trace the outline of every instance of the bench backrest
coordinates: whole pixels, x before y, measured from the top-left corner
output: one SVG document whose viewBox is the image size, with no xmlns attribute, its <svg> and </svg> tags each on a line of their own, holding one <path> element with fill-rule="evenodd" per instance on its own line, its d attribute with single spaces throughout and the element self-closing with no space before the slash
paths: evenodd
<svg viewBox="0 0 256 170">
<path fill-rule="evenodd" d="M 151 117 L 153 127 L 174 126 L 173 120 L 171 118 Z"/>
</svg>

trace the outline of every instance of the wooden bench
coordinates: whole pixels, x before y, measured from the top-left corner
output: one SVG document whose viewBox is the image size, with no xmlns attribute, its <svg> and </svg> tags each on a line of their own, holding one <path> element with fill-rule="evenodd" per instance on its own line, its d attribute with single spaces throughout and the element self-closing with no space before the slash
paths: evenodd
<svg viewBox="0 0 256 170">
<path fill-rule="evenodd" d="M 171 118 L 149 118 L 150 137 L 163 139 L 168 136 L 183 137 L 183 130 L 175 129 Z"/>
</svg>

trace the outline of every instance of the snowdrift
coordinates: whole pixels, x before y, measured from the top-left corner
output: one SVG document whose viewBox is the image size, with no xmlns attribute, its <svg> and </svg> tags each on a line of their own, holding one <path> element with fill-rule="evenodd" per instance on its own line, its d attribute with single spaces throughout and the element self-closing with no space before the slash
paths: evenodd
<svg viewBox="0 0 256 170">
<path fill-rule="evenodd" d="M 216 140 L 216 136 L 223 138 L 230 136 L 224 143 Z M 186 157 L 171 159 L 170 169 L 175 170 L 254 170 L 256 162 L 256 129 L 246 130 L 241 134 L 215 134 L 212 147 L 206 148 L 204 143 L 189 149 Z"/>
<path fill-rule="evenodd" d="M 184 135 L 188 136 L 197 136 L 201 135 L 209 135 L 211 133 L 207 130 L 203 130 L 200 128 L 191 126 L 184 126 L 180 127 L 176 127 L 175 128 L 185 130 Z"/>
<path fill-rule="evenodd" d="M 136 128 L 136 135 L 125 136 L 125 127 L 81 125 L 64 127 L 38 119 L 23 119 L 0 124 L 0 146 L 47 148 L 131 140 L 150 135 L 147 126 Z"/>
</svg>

******

◆ **What this task involves**
Starting with the line that contains "trace the outline of every instance of the snowdrift" and going on through the last line of the rows, write those lines out again, requests included. Multiply every number in the answers (the viewBox values and the path coordinates) by 2.55 and round each to a whole number, with halves rounding up.

◆ **Output for this task**
trace the outline of every instance of the snowdrift
coordinates: whole pixels, x before y, measured from the top-left corner
output: one SVG document whose viewBox is the image size, with no xmlns attribute, its <svg> and </svg> tags each on a line of their own, holding one <path> element with fill-rule="evenodd" per instance on its own line, its d attribute with single spaces throughout and the element self-closing with no space before the slash
paths: evenodd
<svg viewBox="0 0 653 434">
<path fill-rule="evenodd" d="M 551 357 L 551 347 L 569 352 L 587 347 L 571 365 Z M 474 400 L 436 405 L 434 431 L 446 434 L 648 434 L 653 413 L 653 329 L 627 332 L 615 342 L 548 342 L 541 375 L 525 377 L 520 365 L 482 380 Z"/>
<path fill-rule="evenodd" d="M 469 344 L 479 347 L 502 347 L 513 344 L 533 344 L 538 339 L 528 332 L 518 332 L 510 326 L 487 321 L 469 321 L 459 324 L 449 324 L 446 326 L 472 332 Z"/>
<path fill-rule="evenodd" d="M 347 326 L 347 344 L 319 347 L 319 324 L 207 319 L 163 324 L 97 303 L 59 303 L 0 316 L 0 372 L 120 377 L 334 357 L 383 344 L 375 321 Z"/>
</svg>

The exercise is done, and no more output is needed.